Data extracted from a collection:
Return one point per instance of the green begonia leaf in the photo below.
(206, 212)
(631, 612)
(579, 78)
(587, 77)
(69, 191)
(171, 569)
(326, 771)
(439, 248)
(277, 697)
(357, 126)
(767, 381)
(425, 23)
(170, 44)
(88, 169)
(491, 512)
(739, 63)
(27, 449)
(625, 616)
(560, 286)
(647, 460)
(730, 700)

*THE PROBLEM*
Every line of the data must appear again in the answer, exactly as written.

*PROBLEM SOLUTION*
Return one point per instance of the green begonia leaf in the photo below.
(206, 212)
(631, 612)
(579, 78)
(587, 77)
(69, 191)
(171, 569)
(326, 771)
(439, 248)
(277, 697)
(357, 126)
(767, 381)
(425, 23)
(170, 44)
(88, 169)
(491, 512)
(739, 63)
(27, 449)
(625, 616)
(560, 286)
(647, 460)
(730, 700)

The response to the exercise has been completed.